:: Written instruction ::
Look for "the buffalo hoof" in the listing below, then copy exactly the line it appears in and all lines after it to the end, and nothing more.

:: Exercise materials ::
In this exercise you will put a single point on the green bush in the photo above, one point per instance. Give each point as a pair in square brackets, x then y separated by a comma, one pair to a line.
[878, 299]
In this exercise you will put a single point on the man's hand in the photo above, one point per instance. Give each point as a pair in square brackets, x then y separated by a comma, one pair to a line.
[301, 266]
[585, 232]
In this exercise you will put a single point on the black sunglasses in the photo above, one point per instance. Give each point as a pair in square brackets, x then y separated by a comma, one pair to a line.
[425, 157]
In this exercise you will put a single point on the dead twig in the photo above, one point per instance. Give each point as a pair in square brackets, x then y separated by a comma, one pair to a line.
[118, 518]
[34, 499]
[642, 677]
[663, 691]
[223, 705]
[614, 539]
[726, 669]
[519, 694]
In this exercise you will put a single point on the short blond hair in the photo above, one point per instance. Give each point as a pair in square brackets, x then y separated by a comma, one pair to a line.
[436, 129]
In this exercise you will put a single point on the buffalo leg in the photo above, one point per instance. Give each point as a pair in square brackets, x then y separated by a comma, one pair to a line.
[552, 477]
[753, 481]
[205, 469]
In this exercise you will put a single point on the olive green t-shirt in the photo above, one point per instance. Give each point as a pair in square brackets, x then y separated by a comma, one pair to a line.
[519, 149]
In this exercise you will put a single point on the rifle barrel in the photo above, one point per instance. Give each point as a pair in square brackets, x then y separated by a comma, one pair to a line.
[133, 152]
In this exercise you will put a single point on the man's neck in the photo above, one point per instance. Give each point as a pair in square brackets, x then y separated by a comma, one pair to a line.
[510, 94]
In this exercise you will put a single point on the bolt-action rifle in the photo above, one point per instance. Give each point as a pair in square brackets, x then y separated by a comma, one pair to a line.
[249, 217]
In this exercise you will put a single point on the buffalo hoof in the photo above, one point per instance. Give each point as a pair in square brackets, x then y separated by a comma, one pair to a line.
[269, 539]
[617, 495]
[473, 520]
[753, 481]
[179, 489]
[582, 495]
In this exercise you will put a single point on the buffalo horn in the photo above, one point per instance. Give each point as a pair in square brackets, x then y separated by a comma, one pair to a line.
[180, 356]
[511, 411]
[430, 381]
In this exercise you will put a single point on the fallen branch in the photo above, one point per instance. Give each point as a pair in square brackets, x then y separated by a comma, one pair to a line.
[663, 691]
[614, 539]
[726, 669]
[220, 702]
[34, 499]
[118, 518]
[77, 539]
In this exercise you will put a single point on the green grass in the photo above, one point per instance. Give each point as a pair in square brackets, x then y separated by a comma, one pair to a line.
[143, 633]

:: The response ::
In this exercise you will put a single point on the buffalo hoof in the photo above, one point per instance. Give each point as a pair in square brackets, x then y separated by a comma, one pair to a line.
[269, 539]
[617, 495]
[473, 520]
[753, 481]
[179, 489]
[582, 495]
In this exercise you will put a single point on the buffalo horn in the photo above, one point per instance. Give each point as a pair in square brackets, x then y separated by a comma, one pair to a line.
[180, 356]
[511, 411]
[430, 381]
In this exercise you will put a single point on the fallen branch in the photo above, one point per instance. Give each point as a pair in square brackets, x then y separated by a comma, one pair to a line.
[663, 691]
[614, 539]
[726, 669]
[220, 702]
[34, 499]
[118, 518]
[77, 539]
In this exercise you will put a single point on the green grass in the photo above, one point per instance. Give each point as a pair in square brackets, x then y separated by a comma, one pair to a line.
[143, 633]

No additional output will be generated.